# [Texte à lire]
Le paragraphe 12 de l’affidavit susmentionné concerne la chaîne de titres des marques de commerce énumérées aux annexes jointes aux présentes.  Pendant l’instance, l’opposante a demandé l’autorisation de déposer cet élément de preuve au cas où je radierais l’affidavit du dossier en raison de sa non‑conformité à l’article 43.  J’accorde cette autorisation dans la mesure où elle permet de mettre à jour la chaîne de titres des marques de commerce de l’opposante.  Par conséquent, la pièce JPC‑5 jointe au deuxième affidavit de M. Clément, à savoir une copie de l’accord de licence intervenu entre Agropur et Natrel, ayant pris effet le 1er décembre 2000, est admise à bon droit.

 

V La preuve supplémentaire de l’opposante

 

Le 14 octobre 2003, l’opposante a demandé l’autorisation de déposer un certificat d’authenticité concernant la marque NATRAMED, numéro d’enregistrement TMA409511, et la marque NATRAFED, numéro d’enregistrement TMA478852, pour démontrer qu’elles sont réputées abandonnées pour cause d’absence de preuve d’emploi (paragraphe 40(3) de la Loi).  Par inadvertance, la Commission n’a pas répondu à cette demande.  J’accorde donc cette autorisation.

 

VI Le droit

 

Il incombe à la requérante de démontrer que sa demande respecte les dispositions de l’article 30 de la Loi, mais l’opposante a toutefois le fardeau initial d’établir les faits invoqués au soutien de chaque motif d’opposition.  Une fois que l’opposante s’est acquittée de ce fardeau, la requérante doit prouver, selon la prépondérance des probabilités, que les motifs d’opposition particuliers ne devraient pas faire obstacle à l’enregistrement de la marque [Voir Joseph E. Seagram & Sons Ltd. et al c. Seagram Real Estate Ltd., 3 C.P.R. (3d) 325, p. 329-330; John Labatt Ltd. c. Molson Companies Ltd., 30 C.P.R. (3d) 293 et Wrangler Apparel Corp. c. The Timberland Company, [2005] C.F. 722].

# [Défi 1]
Renvoyez sans rien changer le passage du texte sur l'opposition qui va de « VI Le droit » à « [2005] C.F. 722]. ».
# [Défi 2]
Réécrivez en liste le paragraphe du texte sur l'opposition qui commence par « Il incombe à la requérante », en conservant ses faits principaux.

# [Données]
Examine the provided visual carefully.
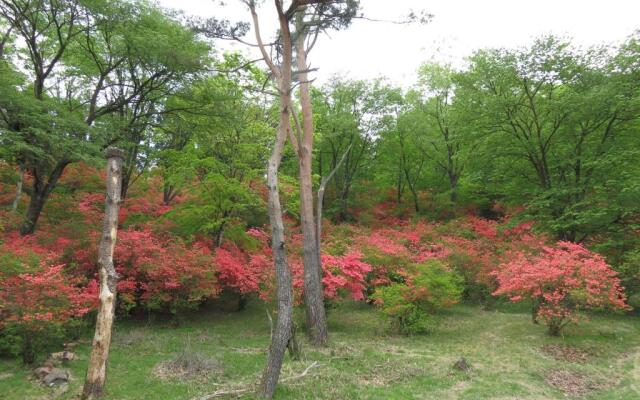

# [Réponse complète 1]
VI Le droit

 

Il incombe à la requérante de démontrer que sa demande respecte les dispositions de l’article 30 de la Loi, mais l’opposante a toutefois le fardeau initial d’établir les faits invoqués au soutien de chaque motif d’opposition.  Une fois que l’opposante s’est acquittée de ce fardeau, la requérante doit prouver, selon la prépondérance des probabilités, que les motifs d’opposition particuliers ne devraient pas faire obstacle à l’enregistrement de la marque [Voir Joseph E. Seagram & Sons Ltd. et al c. Seagram Real Estate Ltd., 3 C.P.R. (3d) 325, p. 329-330; John Labatt Ltd. c. Molson Companies Ltd., 30 C.P.R. (3d) 293 et Wrangler Apparel Corp. c. The Timberland Company, [2005] C.F. 722].

# [Réponse complète 2]
- La requérante doit démontrer que sa demande respecte l'article 30 de la Loi.
- L'opposante a d'abord le fardeau d'établir les faits invoqués pour chaque motif d'opposition.
- Une fois ce fardeau rempli, la requérante doit prouver, selon la prépondérance des probabilités, que ces motifs ne devraient pas empêcher l'enregistrement de la marque.
- Jurisprudence citée : Joseph E. Seagram & Sons Ltd. et al c. Seagram Real Estate Ltd., 3 C.P.R. (3d) 325, p. 329-330 ; John Labatt Ltd. c. Molson Companies Ltd., 30 C.P.R. (3d) 293 ; Wrangler Apparel Corp. c. The Timberland Company, [2005] C.F. 722.